(SET PROBLEM)
Can you print the data exactly and leave out each image?

(Image annotation data)

┄┄┄┄┄┄┄┄┄┄

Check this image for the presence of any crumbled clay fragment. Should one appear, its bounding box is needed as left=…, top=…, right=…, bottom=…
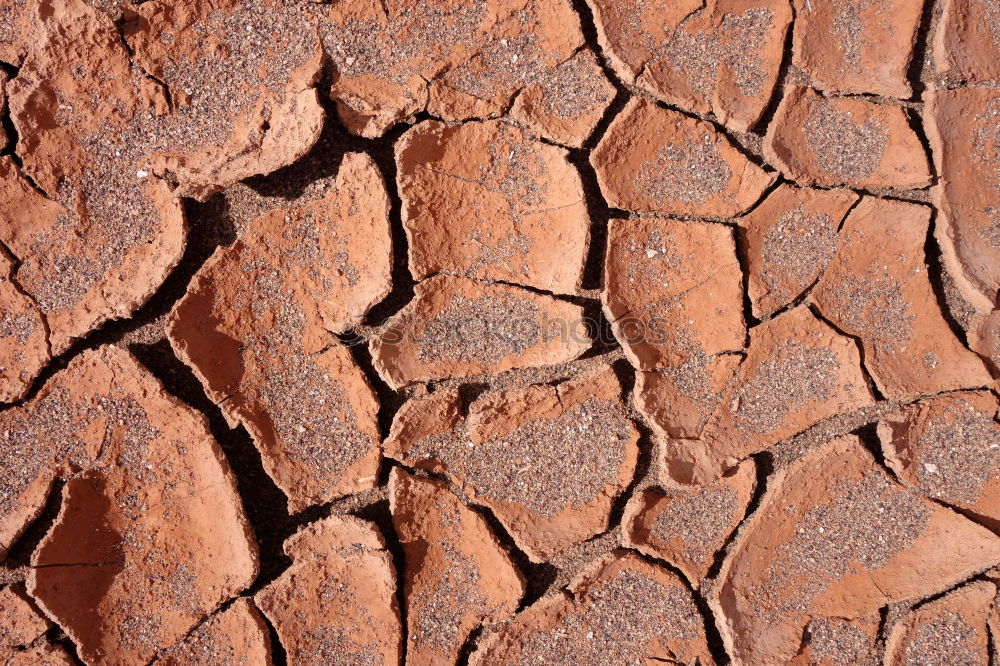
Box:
left=508, top=49, right=615, bottom=148
left=0, top=245, right=51, bottom=403
left=709, top=435, right=1000, bottom=666
left=602, top=217, right=746, bottom=370
left=389, top=468, right=524, bottom=664
left=126, top=0, right=323, bottom=200
left=622, top=460, right=757, bottom=587
left=884, top=581, right=997, bottom=666
left=737, top=185, right=858, bottom=318
left=764, top=86, right=931, bottom=189
left=385, top=368, right=639, bottom=562
left=396, top=121, right=590, bottom=294
left=469, top=551, right=715, bottom=666
left=0, top=586, right=49, bottom=644
left=0, top=70, right=9, bottom=152
left=168, top=154, right=392, bottom=511
left=792, top=0, right=924, bottom=98
left=933, top=0, right=1000, bottom=83
left=28, top=347, right=258, bottom=665
left=370, top=275, right=591, bottom=389
left=925, top=88, right=1000, bottom=312
left=590, top=97, right=774, bottom=217
left=632, top=354, right=742, bottom=439
left=320, top=0, right=583, bottom=137
left=153, top=597, right=271, bottom=666
left=590, top=0, right=792, bottom=132
left=878, top=391, right=1000, bottom=529
left=811, top=198, right=990, bottom=399
left=0, top=0, right=29, bottom=67
left=664, top=306, right=874, bottom=484
left=788, top=613, right=881, bottom=666
left=254, top=515, right=403, bottom=666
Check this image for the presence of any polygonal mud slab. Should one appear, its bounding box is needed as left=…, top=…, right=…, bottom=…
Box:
left=508, top=49, right=615, bottom=148
left=764, top=86, right=931, bottom=189
left=632, top=354, right=743, bottom=439
left=385, top=368, right=639, bottom=562
left=589, top=0, right=792, bottom=132
left=792, top=0, right=924, bottom=98
left=602, top=218, right=746, bottom=370
left=28, top=347, right=258, bottom=664
left=788, top=613, right=881, bottom=666
left=389, top=468, right=524, bottom=664
left=590, top=97, right=774, bottom=217
left=736, top=185, right=858, bottom=318
left=884, top=581, right=997, bottom=666
left=396, top=121, right=590, bottom=294
left=168, top=153, right=392, bottom=511
left=0, top=0, right=323, bottom=364
left=709, top=436, right=1000, bottom=666
left=925, top=88, right=1000, bottom=312
left=0, top=244, right=51, bottom=403
left=878, top=391, right=1000, bottom=529
left=469, top=551, right=715, bottom=666
left=664, top=306, right=874, bottom=483
left=254, top=516, right=403, bottom=666
left=933, top=0, right=1000, bottom=84
left=153, top=597, right=271, bottom=666
left=320, top=0, right=583, bottom=137
left=622, top=460, right=757, bottom=588
left=370, top=275, right=591, bottom=389
left=810, top=197, right=990, bottom=399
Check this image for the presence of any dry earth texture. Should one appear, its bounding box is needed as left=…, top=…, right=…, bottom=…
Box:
left=0, top=0, right=1000, bottom=666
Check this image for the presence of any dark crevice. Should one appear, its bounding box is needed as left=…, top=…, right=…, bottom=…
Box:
left=702, top=451, right=774, bottom=587
left=628, top=549, right=730, bottom=666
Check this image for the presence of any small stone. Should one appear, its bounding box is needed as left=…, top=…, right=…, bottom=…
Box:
left=396, top=121, right=590, bottom=294
left=385, top=368, right=639, bottom=562
left=469, top=551, right=715, bottom=666
left=590, top=97, right=774, bottom=217
left=709, top=435, right=1000, bottom=665
left=884, top=581, right=997, bottom=666
left=254, top=515, right=403, bottom=664
left=622, top=460, right=757, bottom=588
left=370, top=275, right=591, bottom=389
left=152, top=597, right=271, bottom=666
left=389, top=468, right=524, bottom=664
left=167, top=153, right=392, bottom=511
left=878, top=391, right=1000, bottom=529
left=663, top=306, right=874, bottom=483
left=736, top=185, right=858, bottom=319
left=0, top=245, right=51, bottom=403
left=509, top=49, right=615, bottom=148
left=602, top=218, right=746, bottom=370
left=792, top=0, right=924, bottom=98
left=632, top=354, right=743, bottom=439
left=590, top=0, right=792, bottom=132
left=764, top=86, right=931, bottom=189
left=933, top=0, right=1000, bottom=83
left=924, top=88, right=1000, bottom=314
left=811, top=197, right=991, bottom=399
left=29, top=347, right=258, bottom=665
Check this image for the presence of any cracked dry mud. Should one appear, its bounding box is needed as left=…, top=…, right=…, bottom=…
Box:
left=0, top=0, right=1000, bottom=666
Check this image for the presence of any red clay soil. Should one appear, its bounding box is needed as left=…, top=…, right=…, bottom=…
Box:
left=0, top=0, right=1000, bottom=666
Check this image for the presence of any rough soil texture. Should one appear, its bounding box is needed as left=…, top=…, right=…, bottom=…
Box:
left=0, top=0, right=1000, bottom=666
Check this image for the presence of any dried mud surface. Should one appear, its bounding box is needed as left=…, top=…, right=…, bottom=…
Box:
left=0, top=0, right=1000, bottom=666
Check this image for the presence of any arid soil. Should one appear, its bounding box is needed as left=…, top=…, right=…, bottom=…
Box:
left=0, top=0, right=1000, bottom=666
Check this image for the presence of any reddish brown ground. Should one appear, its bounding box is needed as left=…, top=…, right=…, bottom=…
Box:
left=0, top=0, right=1000, bottom=666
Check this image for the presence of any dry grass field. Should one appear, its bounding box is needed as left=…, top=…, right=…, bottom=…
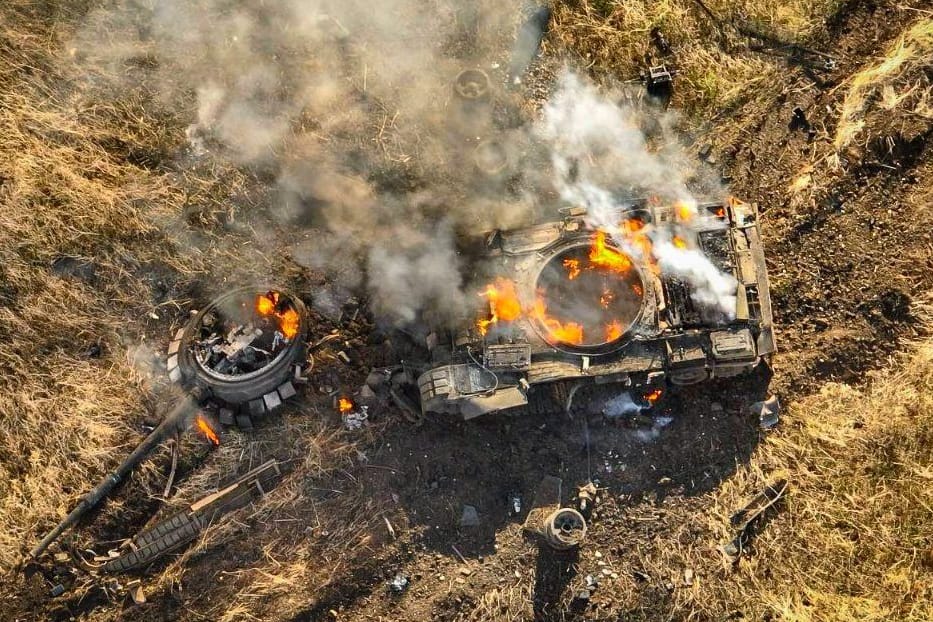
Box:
left=0, top=0, right=933, bottom=622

┄┄┄┄┄┄┄┄┄┄

(SOLUTION TO THIS TASK)
Check this image for the presence of any crumbled clay fragment. Should one appear, its bounding box is needed as left=…, top=…, right=…, bottom=…
Box:
left=508, top=49, right=615, bottom=148
left=0, top=245, right=51, bottom=403
left=709, top=435, right=1000, bottom=666
left=602, top=217, right=746, bottom=370
left=389, top=468, right=524, bottom=664
left=126, top=0, right=323, bottom=200
left=622, top=460, right=757, bottom=587
left=884, top=581, right=997, bottom=666
left=737, top=185, right=858, bottom=318
left=764, top=86, right=931, bottom=189
left=385, top=368, right=639, bottom=562
left=396, top=121, right=590, bottom=294
left=469, top=551, right=715, bottom=666
left=0, top=586, right=49, bottom=644
left=0, top=70, right=9, bottom=152
left=168, top=154, right=392, bottom=511
left=792, top=0, right=924, bottom=98
left=933, top=0, right=1000, bottom=83
left=28, top=347, right=258, bottom=665
left=370, top=275, right=591, bottom=389
left=925, top=88, right=1000, bottom=312
left=590, top=97, right=774, bottom=217
left=632, top=354, right=742, bottom=439
left=320, top=0, right=583, bottom=137
left=153, top=597, right=271, bottom=666
left=590, top=0, right=792, bottom=132
left=878, top=391, right=1000, bottom=529
left=811, top=198, right=990, bottom=399
left=0, top=0, right=29, bottom=67
left=664, top=306, right=874, bottom=484
left=788, top=613, right=881, bottom=666
left=254, top=515, right=403, bottom=666
Check this image for the presence of any polygonal mud slab. Should one appear, its bounding box is needed as left=…, top=…, right=…, bottom=…
Box:
left=508, top=49, right=615, bottom=148
left=764, top=86, right=931, bottom=189
left=632, top=354, right=743, bottom=439
left=385, top=368, right=639, bottom=562
left=589, top=0, right=792, bottom=132
left=792, top=0, right=924, bottom=98
left=602, top=218, right=746, bottom=370
left=28, top=347, right=258, bottom=664
left=788, top=613, right=881, bottom=666
left=389, top=468, right=524, bottom=664
left=590, top=97, right=774, bottom=217
left=736, top=185, right=858, bottom=318
left=884, top=581, right=997, bottom=666
left=396, top=121, right=590, bottom=294
left=168, top=153, right=392, bottom=511
left=0, top=0, right=323, bottom=364
left=709, top=436, right=1000, bottom=666
left=925, top=88, right=1000, bottom=312
left=0, top=244, right=51, bottom=403
left=878, top=391, right=1000, bottom=529
left=469, top=551, right=715, bottom=666
left=664, top=306, right=874, bottom=483
left=254, top=516, right=403, bottom=666
left=933, top=0, right=1000, bottom=84
left=153, top=597, right=271, bottom=666
left=320, top=0, right=583, bottom=137
left=622, top=460, right=757, bottom=588
left=370, top=275, right=591, bottom=389
left=810, top=197, right=990, bottom=399
Check this image for the presence of any dry earth texture. Should one appear, its bounding box is needed as left=…, top=…, right=…, bottom=…
Box:
left=0, top=0, right=1000, bottom=666
Check this image for the presence of any dark crevice. Should one appear, its bounding box is needed as left=…, top=…, right=…, bottom=…
Box:
left=702, top=451, right=774, bottom=587
left=628, top=549, right=730, bottom=666
Check this image for the presence of any small stone. Should one appear, its bounding box is needed as left=…, top=…, right=…, bottom=…
Box:
left=396, top=121, right=590, bottom=294
left=385, top=368, right=639, bottom=562
left=469, top=551, right=715, bottom=666
left=590, top=97, right=774, bottom=217
left=709, top=435, right=1000, bottom=665
left=884, top=581, right=997, bottom=666
left=254, top=515, right=403, bottom=664
left=622, top=460, right=757, bottom=588
left=370, top=275, right=591, bottom=389
left=152, top=597, right=271, bottom=666
left=389, top=468, right=524, bottom=664
left=167, top=153, right=392, bottom=511
left=878, top=391, right=1000, bottom=529
left=663, top=306, right=874, bottom=483
left=736, top=185, right=858, bottom=319
left=0, top=245, right=51, bottom=403
left=509, top=49, right=615, bottom=148
left=602, top=218, right=746, bottom=370
left=792, top=0, right=924, bottom=98
left=632, top=354, right=743, bottom=439
left=590, top=0, right=792, bottom=132
left=764, top=86, right=931, bottom=189
left=933, top=0, right=1000, bottom=83
left=924, top=88, right=1000, bottom=314
left=811, top=197, right=991, bottom=399
left=29, top=347, right=258, bottom=665
Check this image for the presence of any cracked dry mud. Should one appear, its bounding box is needed as left=…, top=…, right=…, bottom=…
Box:
left=0, top=0, right=1000, bottom=666
Check this image for the presence of any red clay soil. Should one appear, its bounding box is needed as left=…, top=…, right=…, bottom=…
Box:
left=0, top=0, right=1000, bottom=666
Check this image for the presence of any rough soil texture. Should one appear, its bounding box is needed as left=…, top=…, right=…, bottom=…
Box:
left=0, top=0, right=1000, bottom=666
Check this image for the presence of any dried mud surface. Should one appear, its bounding box is needed as left=…, top=…, right=…, bottom=…
Box:
left=0, top=0, right=1000, bottom=666
Check this image for the presence of any arid soil. Should one appear, its bounding box is needed as left=…, top=…, right=…, bottom=…
Box:
left=0, top=0, right=1000, bottom=666
Check this image for the presence of any reddish brown ground. Should one appear, its bounding box is needed as left=…, top=…, right=…, bottom=…
Box:
left=0, top=0, right=1000, bottom=666
Check this image for the presence of any dry grass field. Should one appear, its bounding box is needed as left=…, top=…, right=…, bottom=…
Box:
left=0, top=0, right=933, bottom=622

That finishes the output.